··· Passage présenté ···

Informations légales : prix de location à la page 0,0006€. Cette information est donnée uniquement à titre indicatif conformément à la législation en vigueur.

Extrait

EAN : 9782335078336

 
©Ligaran 2015

Les brasseries à femmes de Paris


De toutes les formes que revêt la prostitution moderne, pour attirer la clientèle , une des plus dissolvantes et des plus pernicieuses est, sans contredit, la « Brasserie à femmes ».
Pour être de date récente, ce genre de « raccrochage » n’en a pas moins pris une extension si rapide et si considérable qu’il en est devenu inquiétant.
Les femmes, – les Grenouilles de brasserie , comme on les appelle au Quartier-Latin, – commencèrent à envahir les cafés au moment de l’Exposition universelle de 1867.
Il existait bien, par ci par là, avant cette époque, certains établissements où les consommations étaient servies par des jeunes femmes, comme chez la Mère Moreau , par exemple. Mais la vertu de ces demoiselles était sauvegardée par un épais et infranchissable comptoir ; parfois il arrivait que plus d’une, le matin, manquait à l’appel, mais elles étaient aussitôt remplacées ; prunes et chinois continuaient à être servis par de jeunes personnes plus ou moins accortes. En somme, peu de danger pour l’amoureux novice et point de scandale pour le public.
Il y avait aussi les petits débits de liqueurs nommés caboulots , où l’absinthe et le vermouth étaient versés par une ou deux jeunes femmes qui ne dédaignaient pas de trinquer avec le client et se laissaient assez facilement dérober un baiser. Mais, bast ! il faut bien que jeunesse se passe et les gentilles « caboulotières » d’autrefois n’avaient rien de commun avec les horribles « pieuvres » que nous a léguées l’Empire.

··· Données fournies ···

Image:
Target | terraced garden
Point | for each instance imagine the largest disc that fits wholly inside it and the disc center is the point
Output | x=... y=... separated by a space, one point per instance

···

▸ Travail demandé
Recopiez mot pour mot le passage sur les brasseries à femmes de Paris, de « EAN : 9782335078336 » à « universelle de 1867. ». Les lignes n'ont aucun lien avec le passage.

▸ Travail réalisé
EAN : 9782335078336

 
©Ligaran 2015

Les brasseries à femmes de Paris


De toutes les formes que revêt la prostitution moderne, pour attirer la clientèle , une des plus dissolvantes et des plus pernicieuses est, sans contredit, la « Brasserie à femmes ».
Pour être de date récente, ce genre de « raccrochage » n’en a pas moins pris une extension si rapide et si considérable qu’il en est devenu inquiétant.
Les femmes, – les Grenouilles de brasserie , comme on les appelle au Quartier-Latin, – commencèrent à envahir les cafés au moment de l’Exposition universelle de 1867.